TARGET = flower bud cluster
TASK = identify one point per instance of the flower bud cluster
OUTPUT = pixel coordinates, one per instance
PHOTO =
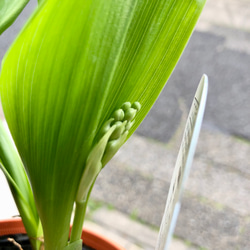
(121, 121)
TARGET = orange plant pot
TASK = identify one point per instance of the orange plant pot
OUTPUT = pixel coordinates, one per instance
(91, 239)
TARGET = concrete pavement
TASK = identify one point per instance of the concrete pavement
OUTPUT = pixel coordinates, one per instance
(131, 191)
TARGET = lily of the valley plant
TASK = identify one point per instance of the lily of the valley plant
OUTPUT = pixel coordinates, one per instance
(75, 84)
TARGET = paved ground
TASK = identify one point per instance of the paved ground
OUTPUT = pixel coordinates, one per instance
(130, 195)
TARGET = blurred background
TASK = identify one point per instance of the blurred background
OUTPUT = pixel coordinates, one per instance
(130, 194)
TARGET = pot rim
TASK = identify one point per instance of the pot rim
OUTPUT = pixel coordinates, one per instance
(90, 238)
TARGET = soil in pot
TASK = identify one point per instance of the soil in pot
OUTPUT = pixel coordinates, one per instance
(23, 240)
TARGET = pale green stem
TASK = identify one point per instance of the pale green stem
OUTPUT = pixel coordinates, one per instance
(80, 211)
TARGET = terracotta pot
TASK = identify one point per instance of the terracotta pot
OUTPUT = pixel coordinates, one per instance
(91, 239)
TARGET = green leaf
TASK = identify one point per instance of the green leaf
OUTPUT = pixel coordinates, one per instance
(9, 11)
(12, 167)
(73, 65)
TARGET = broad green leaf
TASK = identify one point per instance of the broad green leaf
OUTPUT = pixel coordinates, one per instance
(74, 64)
(9, 11)
(12, 167)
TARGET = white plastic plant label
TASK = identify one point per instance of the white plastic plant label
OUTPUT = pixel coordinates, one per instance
(183, 165)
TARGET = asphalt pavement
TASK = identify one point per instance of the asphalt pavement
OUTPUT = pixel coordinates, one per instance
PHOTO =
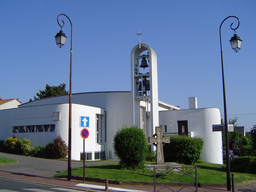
(39, 170)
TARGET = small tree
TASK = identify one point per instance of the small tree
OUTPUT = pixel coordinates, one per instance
(57, 149)
(130, 146)
(51, 91)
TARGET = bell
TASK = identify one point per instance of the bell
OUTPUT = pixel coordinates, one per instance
(144, 63)
(139, 87)
(147, 87)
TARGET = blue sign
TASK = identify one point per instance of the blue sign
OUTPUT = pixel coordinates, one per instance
(84, 121)
(85, 133)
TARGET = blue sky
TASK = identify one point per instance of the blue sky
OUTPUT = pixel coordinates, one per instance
(184, 34)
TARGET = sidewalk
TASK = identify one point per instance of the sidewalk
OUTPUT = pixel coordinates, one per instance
(40, 171)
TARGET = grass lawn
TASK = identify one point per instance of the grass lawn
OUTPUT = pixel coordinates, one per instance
(207, 173)
(5, 160)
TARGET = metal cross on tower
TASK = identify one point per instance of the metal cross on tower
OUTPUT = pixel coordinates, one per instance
(139, 38)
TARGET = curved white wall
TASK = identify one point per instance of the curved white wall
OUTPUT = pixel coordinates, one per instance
(200, 122)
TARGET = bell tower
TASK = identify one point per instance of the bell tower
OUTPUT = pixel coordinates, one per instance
(144, 86)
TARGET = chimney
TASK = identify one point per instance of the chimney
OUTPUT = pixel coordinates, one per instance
(192, 102)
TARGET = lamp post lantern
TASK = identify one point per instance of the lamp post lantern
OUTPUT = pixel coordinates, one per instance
(60, 39)
(235, 42)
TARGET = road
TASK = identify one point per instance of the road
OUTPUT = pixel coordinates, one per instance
(13, 185)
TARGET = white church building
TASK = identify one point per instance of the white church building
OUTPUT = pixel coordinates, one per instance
(104, 113)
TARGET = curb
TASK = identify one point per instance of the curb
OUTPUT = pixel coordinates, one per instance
(202, 185)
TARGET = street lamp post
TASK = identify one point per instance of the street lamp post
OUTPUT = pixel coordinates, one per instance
(235, 42)
(60, 41)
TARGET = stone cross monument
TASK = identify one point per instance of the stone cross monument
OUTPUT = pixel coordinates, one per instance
(158, 140)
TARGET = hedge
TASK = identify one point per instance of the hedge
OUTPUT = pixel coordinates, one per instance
(183, 149)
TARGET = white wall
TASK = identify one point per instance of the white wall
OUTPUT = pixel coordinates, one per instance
(10, 104)
(200, 122)
(118, 115)
(42, 115)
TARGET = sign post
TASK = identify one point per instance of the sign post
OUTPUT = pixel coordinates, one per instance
(84, 135)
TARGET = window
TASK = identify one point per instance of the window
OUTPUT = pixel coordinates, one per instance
(33, 128)
(30, 128)
(39, 128)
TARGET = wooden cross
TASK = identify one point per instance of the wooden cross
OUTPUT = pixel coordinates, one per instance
(159, 140)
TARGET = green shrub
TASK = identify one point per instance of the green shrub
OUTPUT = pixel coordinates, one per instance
(23, 147)
(151, 156)
(57, 149)
(10, 144)
(245, 164)
(130, 145)
(183, 149)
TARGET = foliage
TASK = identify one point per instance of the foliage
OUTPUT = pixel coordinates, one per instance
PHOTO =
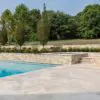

• **WHAT IS NEEDED**
Rewrite all of the items above as a JSON list of strings, one string per line, with blank lines dropped. Leave the pictures out of your answer.

• **WRITTEN RESPONSE**
[
  "TARGET = flower bud cluster",
  "TASK = identify one point per instance of the flower bud cluster",
  "OUTPUT = pixel coordinates, one per instance",
  "PHOTO =",
  "(121, 121)",
  "TARGET = orange plant pot",
  "TASK = identify one point per instance of the orange plant pot",
  "OUTPUT = pixel coordinates, one per instance",
  "(91, 239)",
  "TARGET = concrete pavement",
  "TASK = identify one point per instance of the concrete pavement",
  "OUTPUT = pixel coordinates, one per instance",
  "(131, 191)",
  "TARGET = lily of the valley plant",
  "TASK = identify one point per instance of the lily of the valley plant",
  "OUTPUT = pixel coordinates, one per instance",
  "(75, 84)",
  "TARGET = paved ground",
  "TASK = identify one point per instance of the paved ground",
  "OUTPUT = pixel coordinates, one per instance",
  "(130, 195)",
  "TARGET = blurred background",
  "TASK = identify one point per instance of the blurred background",
  "OUTPUT = pixel coordinates, one per instance",
  "(130, 194)",
  "TARGET = pot rim",
  "TASK = identify one point per instance of the pot rim",
  "OUTPUT = pixel coordinates, one per instance",
  "(90, 238)",
  "TARGET = soil in pot",
  "TASK = identify one point per instance of the soil in pot",
  "OUTPUT = pixel coordinates, one per instance",
  "(23, 240)",
  "TARGET = pale green stem",
  "TASK = identify one point per instance of the pale green stem",
  "OUTPUT = pixel coordinates, one per instance",
  "(80, 211)",
  "TARGET = terracotta pot",
  "TASK = identify one point per instance of the terracotta pot",
  "OUTPUT = pixel coordinates, one per instance",
  "(91, 239)",
  "TARGET = green leaf",
  "TASK = identify one point per instance of the green leaf",
  "OUTPUT = pixel coordinates, one per instance",
  "(9, 11)",
  "(12, 167)",
  "(73, 65)",
  "TARGET = broad green leaf",
  "TASK = identify one point per instance of the broad green leaf",
  "OUTPUT = pixel coordinates, one per instance",
  "(74, 64)",
  "(9, 11)",
  "(12, 167)",
  "TARGET = white plastic plant label",
  "TASK = identify one point per instance of the white plastic plant label",
  "OUTPUT = pixel coordinates, one per instance",
  "(183, 165)",
  "TARGET = asphalt pavement",
  "TASK = identify one point per instance of the asphalt pavement",
  "OUTPUT = pixel coordinates, one per instance",
  "PHOTO =",
  "(39, 170)",
  "TARGET = small tree",
  "TASK = identify one point per instance of the small tree",
  "OUTPUT = pixel coordinates, one per instance",
  "(57, 149)",
  "(130, 146)",
  "(51, 91)",
  "TARGET = bell",
  "TASK = identify one point per instance of the bell",
  "OUTPUT = pixel coordinates, one per instance",
  "(144, 63)",
  "(139, 87)",
  "(147, 87)",
  "TARGET = blue sign",
  "TASK = identify one point per instance of the blue sign",
  "OUTPUT = pixel coordinates, one per instance",
  "(84, 121)",
  "(85, 133)",
  "TARGET = blue sky",
  "TASK = identify one point per instance of the blue sky",
  "OUTPUT = pixel coordinates, one per instance",
  "(184, 34)",
  "TARGET = sidewalk",
  "TASK = identify one point per instance of the sidewalk",
  "OUTPUT = pixel coordinates, one per instance",
  "(40, 171)",
  "TARGET = grass lawn",
  "TASK = identify one point per instance of the grass lawn",
  "OUTPUT = pixel coordinates, one per instance",
  "(207, 173)",
  "(5, 160)",
  "TARGET = metal cross on tower",
  "TASK = identify one point per instance of the metal cross on tower",
  "OUTPUT = pixel coordinates, one per instance",
  "(139, 38)",
  "TARGET = curved white wall",
  "TASK = identify one point per instance of the curved white wall",
  "OUTPUT = pixel coordinates, one per instance",
  "(200, 122)",
  "TARGET = bell tower",
  "TASK = identify one point per instance of the bell tower",
  "OUTPUT = pixel coordinates, one per instance",
  "(144, 86)",
  "TARGET = chimney",
  "TASK = identify one point per instance of the chimney",
  "OUTPUT = pixel coordinates, one per instance",
  "(192, 102)",
  "TARGET = lamp post lantern",
  "TASK = identify one point per instance of the lamp post lantern",
  "OUTPUT = pixel coordinates, one per instance",
  "(60, 39)",
  "(235, 42)",
  "TARGET = road",
  "TASK = identify one point per instance of the road",
  "OUTPUT = pixel coordinates, one per instance",
  "(13, 185)",
  "TARGET = white church building",
  "TASK = identify one point per instance of the white church building",
  "OUTPUT = pixel coordinates, one per instance",
  "(104, 113)",
  "TARGET = curb",
  "TASK = identify one point per instance of the curb",
  "OUTPUT = pixel coordinates, one per instance",
  "(202, 185)",
  "TARGET = street lamp post",
  "TASK = identify one point per instance of the street lamp post",
  "OUTPUT = pixel coordinates, one per instance",
  "(235, 42)",
  "(60, 41)",
  "TARGET = stone cross monument",
  "TASK = identify one point per instance of the stone cross monument",
  "OUTPUT = pixel coordinates, one per instance",
  "(158, 140)",
  "TARGET = hedge",
  "TASK = identify one point per instance of the hedge",
  "OUTPUT = pixel coordinates, one per instance",
  "(183, 149)",
  "TARGET = white wall",
  "TASK = identify one point per instance of the white wall",
  "OUTPUT = pixel coordinates, one per instance",
  "(10, 104)",
  "(200, 122)",
  "(118, 115)",
  "(42, 115)",
  "TARGET = sign post",
  "TASK = identify one point per instance of the sign post",
  "OUTPUT = pixel coordinates, one per instance",
  "(84, 135)",
  "TARGET = window",
  "TASK = identify one point per instance of the window",
  "OUTPUT = pixel coordinates, one per instance",
  "(33, 128)",
  "(30, 128)",
  "(39, 128)",
  "TARGET = wooden cross",
  "TASK = identify one point per instance of the wooden cross",
  "OUTPUT = pixel coordinates, one per instance",
  "(159, 140)",
  "TARGET = green shrub",
  "TASK = identify one point per instance of the green shrub",
  "OUTPUT = pixel coordinates, one per instance",
  "(23, 147)",
  "(151, 156)",
  "(57, 149)",
  "(10, 144)",
  "(245, 164)",
  "(130, 145)",
  "(183, 149)",
  "TARGET = foliage",
  "TASK = identify one point per instance of the foliage",
  "OUTPUT = pixel coordinates, one per instance",
  "PHOTO ="
]